╭─ RECORDS PROVIDED

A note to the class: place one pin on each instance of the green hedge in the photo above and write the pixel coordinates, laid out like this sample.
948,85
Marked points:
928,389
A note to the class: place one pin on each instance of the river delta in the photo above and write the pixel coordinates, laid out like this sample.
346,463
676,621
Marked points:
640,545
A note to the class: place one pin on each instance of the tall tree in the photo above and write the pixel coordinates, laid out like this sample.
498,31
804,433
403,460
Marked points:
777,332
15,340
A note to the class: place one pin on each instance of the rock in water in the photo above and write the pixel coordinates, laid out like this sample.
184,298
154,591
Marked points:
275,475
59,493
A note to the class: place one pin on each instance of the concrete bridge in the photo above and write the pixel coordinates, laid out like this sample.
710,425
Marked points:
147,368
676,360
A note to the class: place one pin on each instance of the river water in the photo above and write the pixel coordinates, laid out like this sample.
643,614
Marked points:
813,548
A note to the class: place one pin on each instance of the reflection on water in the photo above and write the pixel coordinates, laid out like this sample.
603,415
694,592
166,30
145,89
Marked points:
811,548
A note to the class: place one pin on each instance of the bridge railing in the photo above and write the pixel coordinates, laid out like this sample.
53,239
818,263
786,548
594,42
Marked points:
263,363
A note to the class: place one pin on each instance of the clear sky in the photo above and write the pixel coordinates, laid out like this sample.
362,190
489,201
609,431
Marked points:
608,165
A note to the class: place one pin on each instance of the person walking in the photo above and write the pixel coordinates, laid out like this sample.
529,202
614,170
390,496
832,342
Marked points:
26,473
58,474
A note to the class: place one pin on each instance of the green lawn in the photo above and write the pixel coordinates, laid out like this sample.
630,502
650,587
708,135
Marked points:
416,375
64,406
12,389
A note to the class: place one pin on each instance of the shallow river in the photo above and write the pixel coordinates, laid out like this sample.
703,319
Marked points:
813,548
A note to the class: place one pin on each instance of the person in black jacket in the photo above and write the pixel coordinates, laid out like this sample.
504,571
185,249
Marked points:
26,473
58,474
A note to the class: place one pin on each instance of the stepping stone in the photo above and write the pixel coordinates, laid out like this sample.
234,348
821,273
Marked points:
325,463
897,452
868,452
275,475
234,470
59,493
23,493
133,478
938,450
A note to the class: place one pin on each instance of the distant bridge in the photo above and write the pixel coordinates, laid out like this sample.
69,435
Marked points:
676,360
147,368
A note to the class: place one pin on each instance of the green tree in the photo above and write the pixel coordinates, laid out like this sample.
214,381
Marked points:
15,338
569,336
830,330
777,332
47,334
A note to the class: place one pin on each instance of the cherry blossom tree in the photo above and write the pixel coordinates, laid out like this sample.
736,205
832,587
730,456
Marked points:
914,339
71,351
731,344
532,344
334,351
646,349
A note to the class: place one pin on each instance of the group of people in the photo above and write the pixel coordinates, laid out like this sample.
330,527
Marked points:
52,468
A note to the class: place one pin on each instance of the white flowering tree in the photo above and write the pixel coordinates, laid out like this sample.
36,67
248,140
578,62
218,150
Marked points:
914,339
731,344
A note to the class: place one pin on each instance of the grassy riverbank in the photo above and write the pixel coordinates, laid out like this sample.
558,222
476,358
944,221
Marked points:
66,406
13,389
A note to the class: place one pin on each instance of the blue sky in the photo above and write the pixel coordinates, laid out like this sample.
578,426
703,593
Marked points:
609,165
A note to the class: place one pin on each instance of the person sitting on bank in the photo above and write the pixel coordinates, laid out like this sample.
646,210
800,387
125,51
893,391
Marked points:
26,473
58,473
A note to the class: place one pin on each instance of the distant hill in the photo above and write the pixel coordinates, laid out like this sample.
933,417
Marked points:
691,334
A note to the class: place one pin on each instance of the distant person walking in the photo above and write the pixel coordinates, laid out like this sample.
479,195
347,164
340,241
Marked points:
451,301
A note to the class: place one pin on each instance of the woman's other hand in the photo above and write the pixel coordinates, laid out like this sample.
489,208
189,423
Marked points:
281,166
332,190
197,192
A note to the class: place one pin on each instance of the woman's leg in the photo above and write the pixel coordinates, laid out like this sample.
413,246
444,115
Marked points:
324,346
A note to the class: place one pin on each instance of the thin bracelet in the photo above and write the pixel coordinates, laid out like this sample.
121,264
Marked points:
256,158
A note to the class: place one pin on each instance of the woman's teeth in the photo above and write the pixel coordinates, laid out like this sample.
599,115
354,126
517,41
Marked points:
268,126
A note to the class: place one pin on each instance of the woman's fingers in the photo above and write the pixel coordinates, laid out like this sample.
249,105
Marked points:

╰─

WHAT THE TASK REQUIRES
Make an exact copy of every entry.

EXPECTED OUTPUT
A note to the class: place one pin on each instance of the green hedge in the photo above and write the pixel coordinates, laid out like this sample.
948,85
Marked points:
928,389
A note to the class: place one pin on each instance of the river delta in the photo above and write the pixel coordinates, laid out like this sample.
346,463
676,621
Marked points:
640,545
A note to the class: place one pin on each instance of the tall tree in the photo above and write the pixel coordinates, laid out like this sample.
498,31
804,433
403,460
Marked points:
777,332
15,340
A note to the class: place one pin on each instance of the rock in water in the photo above and write the pixel coordinates, laid out like this sample.
184,298
154,591
Marked points:
275,475
59,493
A note to the class: place one pin on each instance of the concrete bridge in the photo above and write the pixel coordinates, laid out like this sample.
710,425
Marked points:
147,368
676,360
A note to the class: place one pin on each instance of the river water in the photo above and write the pixel coordinates, laid out like this sample.
643,614
Marked points:
813,548
A note to the class: place one pin on each instance of the reflection on water in the photo above and write the pixel coordinates, laid out like this sample.
603,415
694,592
166,30
145,89
Marked points:
811,548
A note to the class: place one pin on each instance of the bridge railing in the photo above and write the pixel coordinates, laid out like this sample.
53,239
818,263
786,548
594,42
Marked points:
263,363
A note to the class: place one pin on each instance of the clear sky in the photo above and write the pixel coordinates, laid out like this sample.
362,190
489,201
609,431
Marked points:
608,165
A note to the class: place one pin on each instance of the person walking in the photo above and write the pixel coordinates, laid out like this sample.
529,202
614,170
390,496
832,342
Marked points:
26,473
58,474
A note to the class: place one pin on each instance of the green lawn in the photo above and write the pixel coordinates, laid out like this sample.
630,502
650,587
708,135
Marked points:
416,375
64,406
12,389
A note to the class: place one pin on each instance of the shallow river in the photo above and write the pixel coordinates, laid out like this sample.
703,319
Marked points:
813,548
A note to the class: place one pin on each instance of the person in black jacket in the photo above and write the pixel coordinates, laid out like this sample.
504,571
185,249
Marked points:
26,473
58,474
A note to the class: place one pin on each instance of the stepping stone in the photo above and write the pixel coordinates, laid out like this sample.
234,348
821,273
Marked points:
325,463
897,452
868,452
275,475
234,470
59,493
23,493
133,478
938,450
A note to the class: place one pin on each instance of the distant bridge in the photo above and write the pixel coordinates, laid out like this sample.
69,435
Marked points:
676,360
147,368
A note to the class: place one pin on each instance of the green tree in the photo above and write the pixel coordinates, laid out like this sample.
214,381
Marked points:
15,338
569,336
830,330
777,332
47,334
A note to the class: place one pin on each instance of the cherry blossom tree in the photo above and write the pixel coordinates, laid out like this sample.
736,205
832,587
730,456
Marked points:
914,339
71,351
731,344
532,344
334,351
646,349
A note to the class: place one pin on each instance of the group of people in the photo above and write the pixel coordinates, laid out like this sample.
330,527
Marked points:
52,468
A note to the class: place one pin on each instance of the white flowering tree in the photo above and write the pixel coordinates, laid out like this sample.
36,67
248,140
578,62
218,150
Marked points:
914,339
731,344
A note to the class: place one pin on each instance of the grassy riverbank in the photo above and write the pixel coordinates, laid out like this sample.
558,222
476,358
944,221
Marked points:
66,406
13,389
A note to the class: place one pin on each instance of the blue sky in the photo above and write the pixel coordinates, laid out like this sample.
578,426
703,593
Marked points:
609,165
A note to the class: place one pin on each instance of the person sitting on bank in the photo above and write the pixel coordinates, laid out like this sample.
646,210
800,387
125,51
893,391
Marked points:
26,473
58,473
A note to the class: place one pin on each instance of the distant hill in the photo above and write the pixel coordinates, laid out like this sample.
933,417
Marked points:
691,334
A note to the class: place one pin on each instance of the distant person walking in the photo above and write the pixel coordinates, laid out like this sample.
479,195
347,164
340,241
Marked points:
451,301
A note to the class: place one pin on each instance of the woman's other hand in the photo above and write the pixel coordinates, laid out like this sample.
489,208
189,423
Marked points:
281,166
332,190
197,192
A note to the class: place one pin on each instance of the woman's leg in the photo above and write the pixel coordinates, laid out like this sample.
413,246
444,115
Marked points:
324,346
A note to the class: place one pin on each instance of the thin bracelet in the photo above and write the pixel coordinates, laid out like this sample.
121,264
Marked points:
256,158
A note to the class: place one pin on each instance of the woman's teeth in the photo above and write the pixel coordinates, laid out like this sample.
599,115
354,126
517,41
Marked points:
268,126
A note to the class: place one pin on each instance of the woman's fingers in the photo above and write the pixel coordinates, laid out like this sample.
249,105
Marked points:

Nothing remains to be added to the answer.